I don't remember who was doing the experiements.

It would likely be a 1" camcorder viewfinder 'monitor', that is designed
to be right up against one's eye.

> 
> In contrast to that, actually drawing a picture which is 1-2cm away from the 
> eye is a completely different game. Just take a piece of paper, draw 
> something 
> on it and put it 2 cm in front of your eye. The drawing will get blurred. And 
> it's not because you used a thick pen, but because the eye lens cannot focus 
> on such a short distance.
> 
> Now, you might consider putting some convenient lenses between the paper and 
> the eye, to fix that problem. I don't have time do actually do the 
> calculation 
> of the properties of such a lens, but it's an interesting problem in 
> geometric 
> optics. You would want a convex lens that moves the focal point of the eye 
> from 15 cm to 2 cm. The trick is to find a transparent material which would 
> have a refraction index high enough that it can do what you want, while still 
> be thin enough to fit between the monitor and the eye (ie. it needs to be 
> thinner than 2 cm). I don't know if ordinary glass or any other material 
> would 
> do that or not. But it could be an interesting exercise for a student of 
> geometric optics. :-)

*Required tasks*.
A: Reproduce the near-eye display passage starting with "I don't remember" and going on through "a short distance.", switching "paper" to "card".
B: According to the near-eye display passage, why does a drawing held 2 cm in front of the eye look blurred?
C: In the near-eye display passage, the convex lens should move the eye's focal point from what distance to what distance?

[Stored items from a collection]
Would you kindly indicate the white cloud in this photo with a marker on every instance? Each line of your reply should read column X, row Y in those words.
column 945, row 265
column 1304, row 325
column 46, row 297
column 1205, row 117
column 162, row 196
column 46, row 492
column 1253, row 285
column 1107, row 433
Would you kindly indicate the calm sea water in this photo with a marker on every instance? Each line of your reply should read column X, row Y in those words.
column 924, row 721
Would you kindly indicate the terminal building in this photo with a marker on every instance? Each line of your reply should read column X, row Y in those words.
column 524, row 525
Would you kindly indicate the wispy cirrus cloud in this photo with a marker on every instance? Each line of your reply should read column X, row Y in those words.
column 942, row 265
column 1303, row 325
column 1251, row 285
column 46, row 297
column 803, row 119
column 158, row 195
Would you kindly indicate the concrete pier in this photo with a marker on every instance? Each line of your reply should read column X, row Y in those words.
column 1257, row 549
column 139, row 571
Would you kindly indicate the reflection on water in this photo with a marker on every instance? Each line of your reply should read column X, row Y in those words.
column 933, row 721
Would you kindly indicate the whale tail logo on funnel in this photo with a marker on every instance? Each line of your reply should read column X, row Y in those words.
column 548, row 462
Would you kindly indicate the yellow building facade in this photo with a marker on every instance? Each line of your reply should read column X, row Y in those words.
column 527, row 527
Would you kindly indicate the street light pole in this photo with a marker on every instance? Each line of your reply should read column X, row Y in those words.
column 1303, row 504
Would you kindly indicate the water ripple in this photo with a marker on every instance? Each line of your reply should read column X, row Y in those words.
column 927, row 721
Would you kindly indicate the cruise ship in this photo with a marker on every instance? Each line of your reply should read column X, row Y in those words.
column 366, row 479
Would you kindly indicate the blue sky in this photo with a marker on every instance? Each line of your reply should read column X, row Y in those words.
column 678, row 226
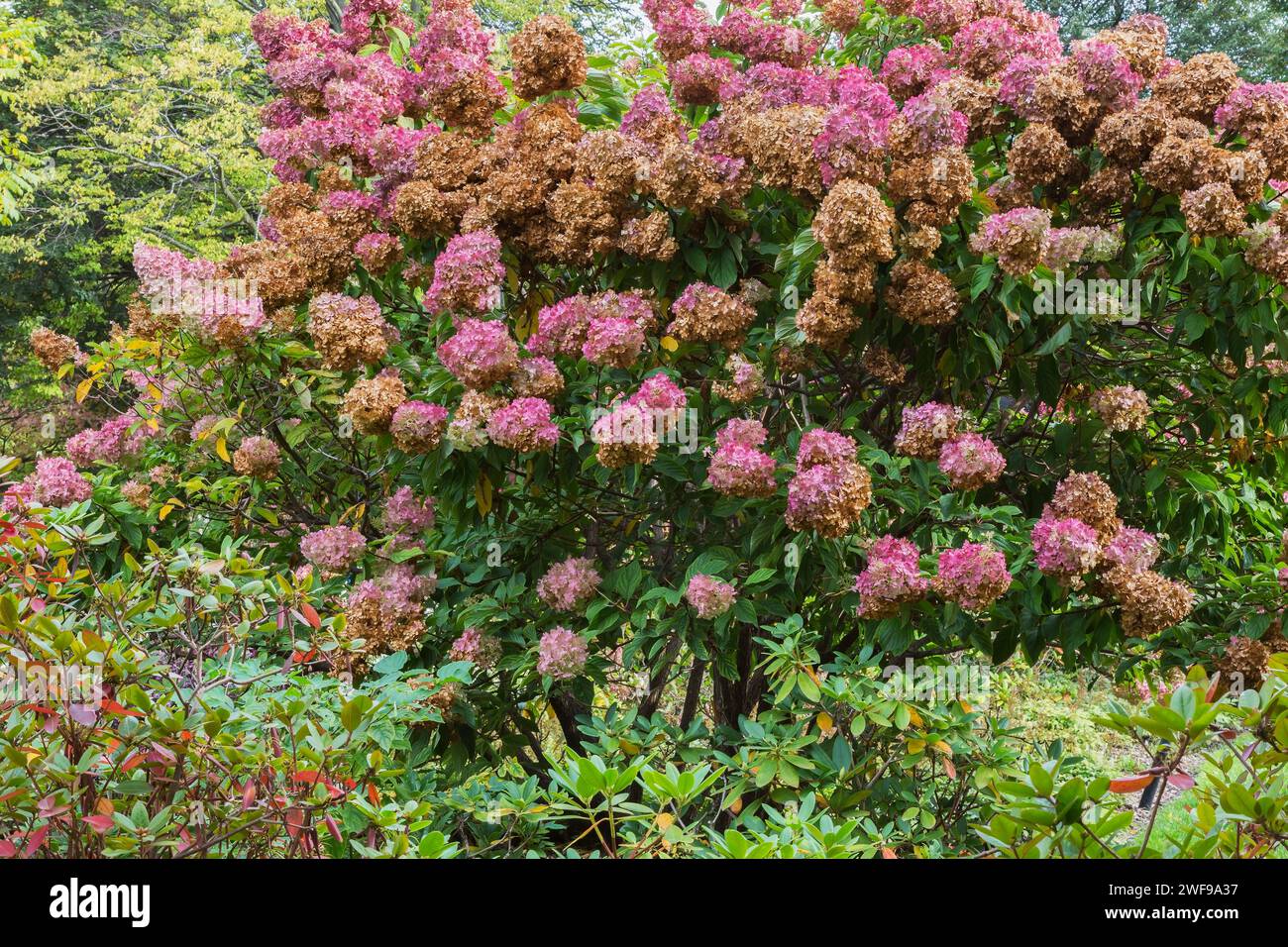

*Responses by task*.
A:
I don't remember who was doing the experiements.

It would likely be a 1" camcorder viewfinder 'monitor', that is designed
to be right up against one's eye.

> 
> In contrast to that, actually drawing a picture which is 1-2cm away from the 
> eye is a completely different game. Just take a piece of card, draw 
> something 
> on it and put it 2 cm in front of your eye. The drawing will get blurred. And 
> it's not because you used a thick pen, but because the eye lens cannot focus 
> on such a short distance.

B: The eye lens cannot focus on such a short distance. The blur is not caused by using a thick pen.

C: From 15 cm to 2 cm.